### WHAT YOU SHOULD DO
All lines from the one with "fill_convention: even-odd" to the end of the entries below must be written out exactly. Leave out any other line.

### GIVEN DATA

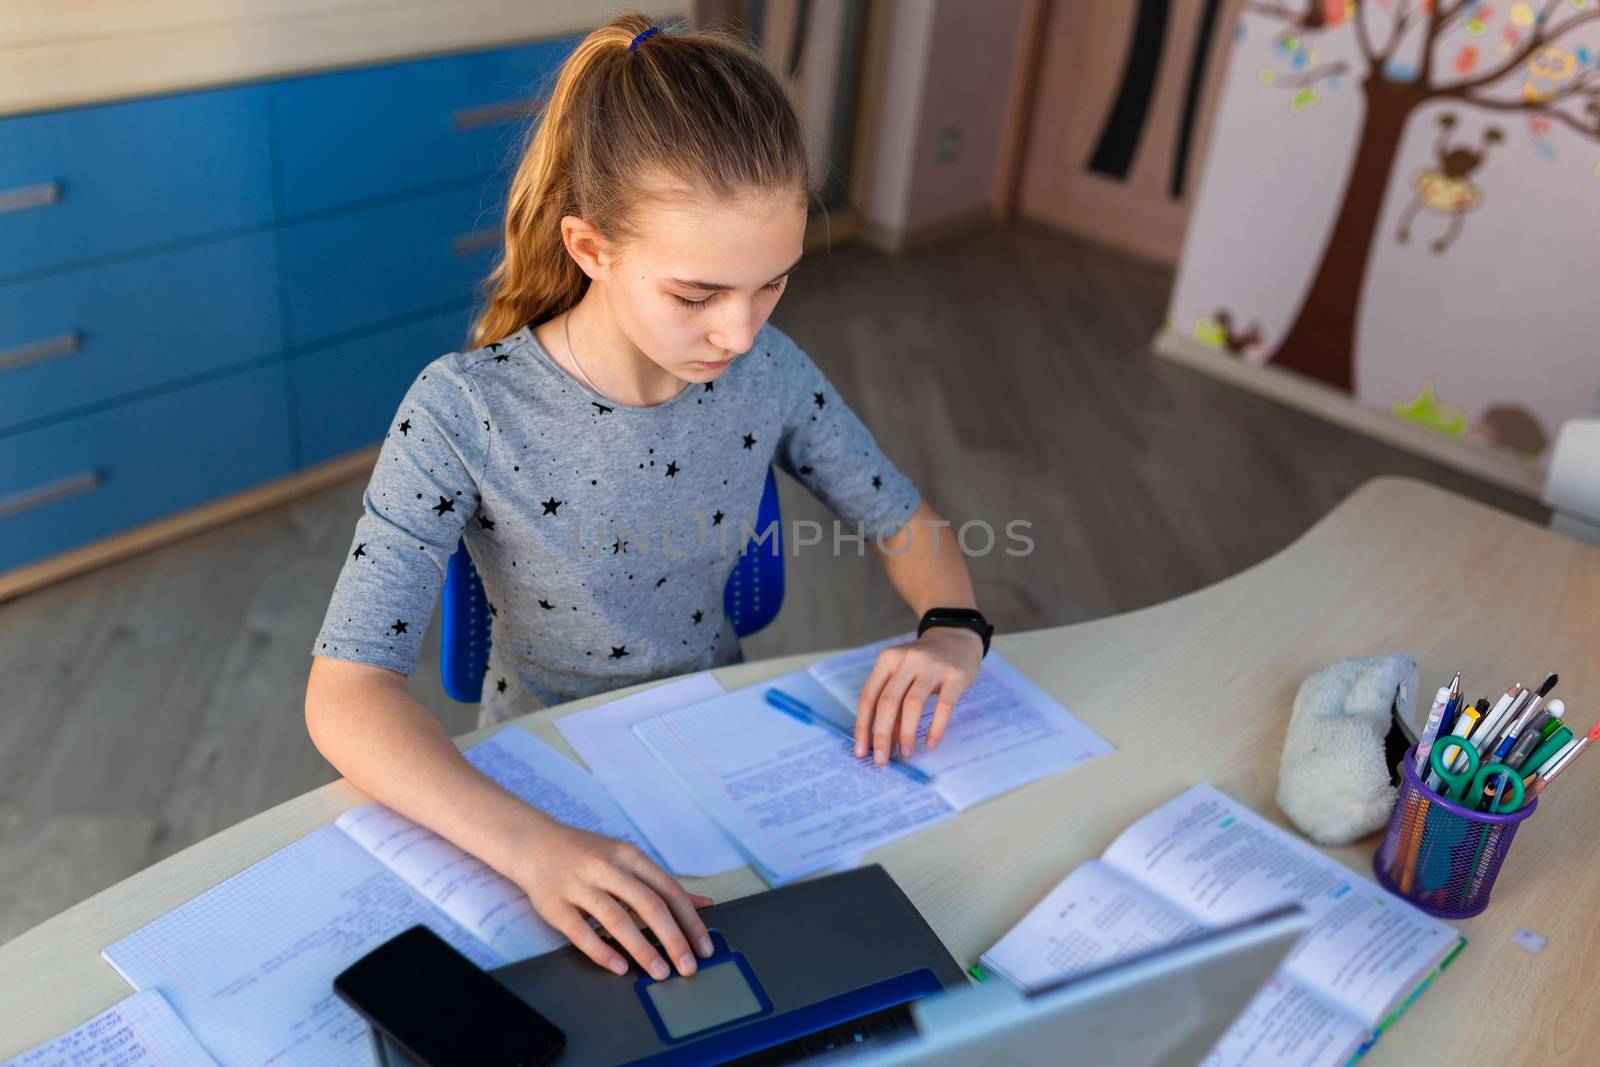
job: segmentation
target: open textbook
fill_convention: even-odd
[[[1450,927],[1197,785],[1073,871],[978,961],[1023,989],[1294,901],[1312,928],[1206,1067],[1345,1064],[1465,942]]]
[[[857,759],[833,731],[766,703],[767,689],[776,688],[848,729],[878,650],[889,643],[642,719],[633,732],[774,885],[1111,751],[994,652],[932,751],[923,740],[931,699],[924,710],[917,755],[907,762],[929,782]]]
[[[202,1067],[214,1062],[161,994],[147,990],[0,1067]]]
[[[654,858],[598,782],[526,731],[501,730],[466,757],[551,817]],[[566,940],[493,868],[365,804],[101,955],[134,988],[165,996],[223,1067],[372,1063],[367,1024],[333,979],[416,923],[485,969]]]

### REPLY TO THE EXERCISE
fill_convention: even-odd
[[[1450,927],[1197,785],[1073,871],[978,961],[1023,989],[1294,901],[1312,928],[1206,1067],[1345,1064],[1465,942]]]
[[[857,759],[833,731],[766,703],[767,689],[776,688],[848,729],[878,650],[889,643],[642,719],[633,732],[774,885],[1111,751],[994,652],[932,751],[923,740],[931,699],[924,710],[917,755],[907,762],[929,782]]]
[[[202,1067],[214,1062],[161,994],[147,990],[0,1067]]]
[[[654,858],[598,782],[526,731],[501,730],[466,757],[551,817]],[[566,940],[493,868],[365,804],[101,955],[134,988],[165,996],[223,1067],[372,1063],[367,1024],[333,979],[416,923],[485,969]]]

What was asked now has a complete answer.